Starting at the line that contains "the wet ground" and ending with the line that contains "x=156 y=144", rewrite the data with "wet ground" swapped for "muddy ground" and nothing else altered.

[Position annotation data]
=======

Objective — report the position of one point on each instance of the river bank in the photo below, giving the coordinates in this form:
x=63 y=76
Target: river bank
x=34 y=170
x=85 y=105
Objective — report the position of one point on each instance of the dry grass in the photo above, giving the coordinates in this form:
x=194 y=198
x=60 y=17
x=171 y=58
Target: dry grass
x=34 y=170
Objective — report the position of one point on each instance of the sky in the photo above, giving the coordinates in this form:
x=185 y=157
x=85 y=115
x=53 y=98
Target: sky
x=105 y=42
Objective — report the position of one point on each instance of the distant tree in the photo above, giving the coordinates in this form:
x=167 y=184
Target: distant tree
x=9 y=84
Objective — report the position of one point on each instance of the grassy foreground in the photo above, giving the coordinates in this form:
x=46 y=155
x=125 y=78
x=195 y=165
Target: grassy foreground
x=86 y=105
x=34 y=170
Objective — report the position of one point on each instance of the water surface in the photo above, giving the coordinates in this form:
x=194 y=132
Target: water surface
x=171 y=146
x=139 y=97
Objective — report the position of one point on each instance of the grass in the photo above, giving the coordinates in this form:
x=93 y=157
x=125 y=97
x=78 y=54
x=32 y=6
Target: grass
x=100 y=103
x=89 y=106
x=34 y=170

=======

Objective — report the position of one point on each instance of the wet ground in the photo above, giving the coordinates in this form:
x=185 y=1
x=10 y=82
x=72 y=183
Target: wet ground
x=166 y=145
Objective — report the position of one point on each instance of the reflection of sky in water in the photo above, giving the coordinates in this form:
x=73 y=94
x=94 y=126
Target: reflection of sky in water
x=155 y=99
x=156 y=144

=======

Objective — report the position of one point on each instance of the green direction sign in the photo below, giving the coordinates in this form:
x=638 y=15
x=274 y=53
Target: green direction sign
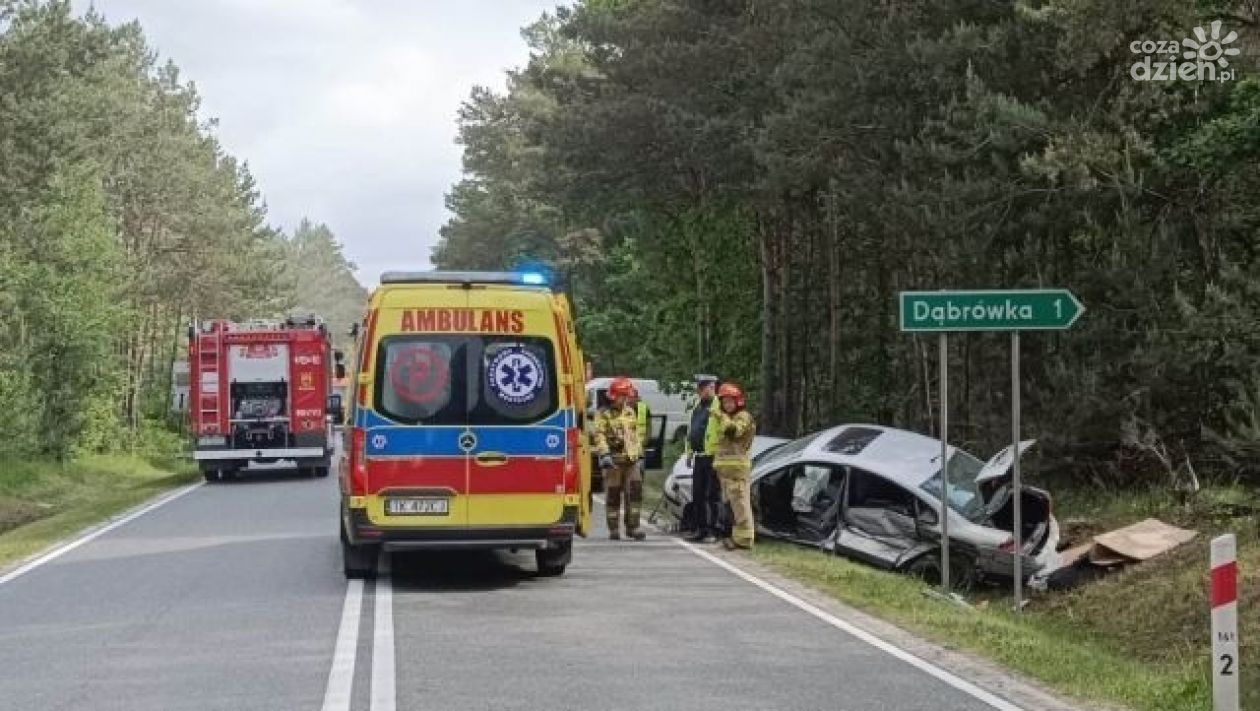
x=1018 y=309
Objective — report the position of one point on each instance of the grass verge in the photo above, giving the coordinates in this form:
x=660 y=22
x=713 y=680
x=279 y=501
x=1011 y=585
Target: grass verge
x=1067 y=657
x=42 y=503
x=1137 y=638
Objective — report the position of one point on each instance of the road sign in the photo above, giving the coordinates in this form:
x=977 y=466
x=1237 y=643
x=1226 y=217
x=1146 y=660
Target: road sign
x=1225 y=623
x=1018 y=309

=======

Exercise output:
Objective — report the position of one point on each instance of the muddy ground in the photo above, giving the coordinates in this form:
x=185 y=1
x=10 y=82
x=72 y=183
Target: muddy ground
x=166 y=145
Objective — report the position of one point on each instance of the reflection of sky in water in the photo above, giving the coordinates in this form:
x=73 y=94
x=94 y=126
Target: reflection of sky in water
x=155 y=99
x=156 y=144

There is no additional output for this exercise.